## [Dokumen]
Home » , , , , » Guru-Murid Sederajat. Kok bisa?

Guru-Murid Sederajat. Kok bisa?


Sekarang sudah bukan lagi jamannya pendidikan yang guru melarang muridnya ini itu, memarh-marahi muridnya, memaki, menghina, bahkan memukul muridnya. “Kamu ga boleh telat lagi, awas kalo telat lagi ya!!”. “Kamu jangan remedial terus dong !, bapak udah capek sama kamu!!”. “Kalo di rumah diajari bapakmu apa?? Masak aturan kayak gini aja ga bisa taat!!”. “Kok nilaimu jelek terus? Dasar anak bego!!”. Bahkan selain memarahi, mencaci, dan memaki guru juga memukul muridnya dengan penggaris.
Sekarang bukan lagi jamannya seperti itu. Murid tidak butuh amarah dan ancaman guru. Dan dengan marahnya guru, hukuman-hukuman fisik guru, murid bisa semakin berontak , dendam kesumat yang murid pendam selama ini bisa terealisasi dengan mudah, dan yang terjadi pertikaian antar guru-murid tidak dapat dihindarkan. Bahkan nama baik keluarga, suku, ras, agama, bahkan negara dapat tercoreng dengan mudahnya. Dan ujung-ujungnya menjadi penghuni rumah tahanan.
Yang dibutuhkan para murid di Indonesia saat ini adalah teladan. Teladan yang baik dari guru dalam melaksanakan sesuatu. Dan jangan sampai, “Kamu kalau ke sekolah jangan telat ya!!”, sedangkan guru terlambat pergi ke sekolah. “Kalau ke sekolah harus pakai atribut lengkap !, jangan lupa pakai sepatu hitam !”, sedangkan guru memakai sandal gunung di sekolah seakan tak yang mengawasinya. “Jangan lupa mengerjakan PR, besok harus dikumpulkan !”, tapi gurunya tidak peduli terhadap individu siswanya. Juga jangan sampai sekolah menetapkan aturan tetapi gurunya saja tidak taat, lebih baik tidak ada.

## [Yang Diminta]
Menurut tulisan tentang guru dan murid di atas, apa yang dibutuhkan para murid di Indonesia saat ini?

## [Baris Data]
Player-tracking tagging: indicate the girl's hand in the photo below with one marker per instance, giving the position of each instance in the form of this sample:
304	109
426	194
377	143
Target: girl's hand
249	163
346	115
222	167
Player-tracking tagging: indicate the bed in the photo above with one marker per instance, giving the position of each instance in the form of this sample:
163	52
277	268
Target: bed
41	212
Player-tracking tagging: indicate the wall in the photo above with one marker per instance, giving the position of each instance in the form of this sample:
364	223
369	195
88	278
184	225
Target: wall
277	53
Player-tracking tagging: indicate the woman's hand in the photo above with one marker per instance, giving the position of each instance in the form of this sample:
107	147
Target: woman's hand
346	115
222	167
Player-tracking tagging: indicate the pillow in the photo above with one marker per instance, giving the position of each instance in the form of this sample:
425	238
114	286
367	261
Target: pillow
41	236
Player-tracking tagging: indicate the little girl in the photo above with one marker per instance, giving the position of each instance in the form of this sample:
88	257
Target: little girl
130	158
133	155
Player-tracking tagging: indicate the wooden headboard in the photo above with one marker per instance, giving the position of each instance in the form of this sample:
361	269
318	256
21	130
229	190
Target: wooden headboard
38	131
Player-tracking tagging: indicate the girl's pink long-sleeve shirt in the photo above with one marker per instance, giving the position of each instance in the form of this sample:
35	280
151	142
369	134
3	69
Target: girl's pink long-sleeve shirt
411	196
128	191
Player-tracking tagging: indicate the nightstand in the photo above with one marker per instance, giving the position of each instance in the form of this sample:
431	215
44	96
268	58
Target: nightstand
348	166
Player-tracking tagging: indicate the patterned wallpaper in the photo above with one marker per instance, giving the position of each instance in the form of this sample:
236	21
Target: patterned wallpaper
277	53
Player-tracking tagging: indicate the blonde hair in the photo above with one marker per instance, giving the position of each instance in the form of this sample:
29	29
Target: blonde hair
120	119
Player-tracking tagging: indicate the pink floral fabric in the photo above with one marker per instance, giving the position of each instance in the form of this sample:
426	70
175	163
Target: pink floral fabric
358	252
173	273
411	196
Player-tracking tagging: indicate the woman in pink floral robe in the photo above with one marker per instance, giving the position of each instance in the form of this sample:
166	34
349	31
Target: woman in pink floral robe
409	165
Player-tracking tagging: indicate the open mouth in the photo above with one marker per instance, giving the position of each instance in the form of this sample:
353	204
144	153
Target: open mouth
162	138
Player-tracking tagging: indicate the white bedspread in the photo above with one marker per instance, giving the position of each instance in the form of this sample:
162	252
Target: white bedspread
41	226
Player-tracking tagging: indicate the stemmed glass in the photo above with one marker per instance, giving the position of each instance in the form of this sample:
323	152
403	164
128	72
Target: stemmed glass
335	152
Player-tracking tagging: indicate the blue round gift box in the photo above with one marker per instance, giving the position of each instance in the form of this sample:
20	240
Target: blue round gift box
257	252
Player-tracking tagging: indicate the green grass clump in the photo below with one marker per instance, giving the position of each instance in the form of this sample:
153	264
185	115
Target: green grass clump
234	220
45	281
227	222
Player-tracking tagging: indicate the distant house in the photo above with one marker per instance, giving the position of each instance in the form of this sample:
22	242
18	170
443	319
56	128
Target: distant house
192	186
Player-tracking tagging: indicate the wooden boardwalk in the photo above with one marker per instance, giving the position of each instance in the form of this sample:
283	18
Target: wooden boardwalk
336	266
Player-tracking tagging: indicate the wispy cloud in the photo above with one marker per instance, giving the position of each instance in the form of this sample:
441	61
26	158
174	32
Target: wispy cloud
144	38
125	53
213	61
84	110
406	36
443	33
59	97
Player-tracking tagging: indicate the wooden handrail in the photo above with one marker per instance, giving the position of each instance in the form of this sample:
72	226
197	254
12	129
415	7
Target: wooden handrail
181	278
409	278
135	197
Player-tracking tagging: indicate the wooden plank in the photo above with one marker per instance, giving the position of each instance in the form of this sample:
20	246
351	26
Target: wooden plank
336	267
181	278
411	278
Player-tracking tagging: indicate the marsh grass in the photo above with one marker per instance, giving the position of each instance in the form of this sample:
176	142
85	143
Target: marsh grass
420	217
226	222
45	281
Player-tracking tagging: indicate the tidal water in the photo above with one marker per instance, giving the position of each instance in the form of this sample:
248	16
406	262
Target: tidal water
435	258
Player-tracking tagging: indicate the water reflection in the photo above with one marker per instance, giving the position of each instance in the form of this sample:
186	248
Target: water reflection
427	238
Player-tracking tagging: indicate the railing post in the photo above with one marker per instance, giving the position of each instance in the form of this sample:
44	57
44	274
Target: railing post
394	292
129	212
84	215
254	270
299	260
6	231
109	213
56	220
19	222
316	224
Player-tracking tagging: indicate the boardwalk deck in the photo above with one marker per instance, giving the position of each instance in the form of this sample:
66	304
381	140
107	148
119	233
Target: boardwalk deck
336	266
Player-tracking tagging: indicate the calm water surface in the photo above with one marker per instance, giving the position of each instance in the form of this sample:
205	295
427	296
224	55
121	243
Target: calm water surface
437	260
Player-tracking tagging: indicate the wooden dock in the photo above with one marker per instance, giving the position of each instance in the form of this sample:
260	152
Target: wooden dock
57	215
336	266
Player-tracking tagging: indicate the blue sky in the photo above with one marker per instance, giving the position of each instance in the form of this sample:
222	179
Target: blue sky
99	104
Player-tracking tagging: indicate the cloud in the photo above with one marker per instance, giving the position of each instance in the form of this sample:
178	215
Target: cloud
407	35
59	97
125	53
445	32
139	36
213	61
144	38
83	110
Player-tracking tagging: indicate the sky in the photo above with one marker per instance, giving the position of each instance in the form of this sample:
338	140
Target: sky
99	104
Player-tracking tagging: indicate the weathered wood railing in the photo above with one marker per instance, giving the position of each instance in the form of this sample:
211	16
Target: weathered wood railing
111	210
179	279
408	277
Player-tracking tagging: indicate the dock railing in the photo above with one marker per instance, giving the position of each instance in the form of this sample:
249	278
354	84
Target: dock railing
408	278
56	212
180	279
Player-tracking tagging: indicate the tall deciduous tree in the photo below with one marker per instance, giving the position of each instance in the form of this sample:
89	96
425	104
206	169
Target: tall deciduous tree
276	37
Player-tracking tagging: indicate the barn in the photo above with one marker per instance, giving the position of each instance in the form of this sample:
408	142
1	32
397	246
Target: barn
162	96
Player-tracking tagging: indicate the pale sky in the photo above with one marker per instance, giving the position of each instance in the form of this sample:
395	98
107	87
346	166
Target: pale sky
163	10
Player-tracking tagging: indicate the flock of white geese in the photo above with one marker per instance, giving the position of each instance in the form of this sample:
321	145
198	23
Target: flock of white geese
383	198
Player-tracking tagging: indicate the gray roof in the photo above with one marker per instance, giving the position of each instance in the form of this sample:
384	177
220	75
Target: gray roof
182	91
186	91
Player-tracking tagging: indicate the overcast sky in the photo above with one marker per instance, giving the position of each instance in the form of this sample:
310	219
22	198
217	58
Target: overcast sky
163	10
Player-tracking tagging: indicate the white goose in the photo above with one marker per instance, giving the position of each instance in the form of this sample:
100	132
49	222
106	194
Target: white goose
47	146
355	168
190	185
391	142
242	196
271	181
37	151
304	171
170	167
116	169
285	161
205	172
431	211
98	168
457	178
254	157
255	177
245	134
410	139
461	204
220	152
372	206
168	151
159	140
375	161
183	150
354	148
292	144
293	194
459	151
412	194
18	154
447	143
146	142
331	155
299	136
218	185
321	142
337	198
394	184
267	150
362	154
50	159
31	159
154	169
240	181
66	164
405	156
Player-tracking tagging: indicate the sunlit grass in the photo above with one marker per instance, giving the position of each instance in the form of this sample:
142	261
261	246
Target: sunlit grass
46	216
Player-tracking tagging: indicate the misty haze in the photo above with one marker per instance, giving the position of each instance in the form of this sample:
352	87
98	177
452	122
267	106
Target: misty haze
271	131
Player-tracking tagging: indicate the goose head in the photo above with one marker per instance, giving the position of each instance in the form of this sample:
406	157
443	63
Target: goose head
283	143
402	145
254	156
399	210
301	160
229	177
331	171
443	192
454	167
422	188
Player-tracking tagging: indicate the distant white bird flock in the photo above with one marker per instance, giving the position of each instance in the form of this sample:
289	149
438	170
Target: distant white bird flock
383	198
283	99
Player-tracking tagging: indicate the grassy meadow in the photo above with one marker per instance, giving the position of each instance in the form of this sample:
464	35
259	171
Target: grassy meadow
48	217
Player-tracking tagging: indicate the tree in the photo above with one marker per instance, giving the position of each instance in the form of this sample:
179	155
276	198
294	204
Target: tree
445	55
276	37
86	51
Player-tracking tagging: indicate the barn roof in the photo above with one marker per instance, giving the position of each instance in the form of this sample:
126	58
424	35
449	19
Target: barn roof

## [Jawaban]
Teladan yang baik dari guru dalam melaksanakan sesuatu.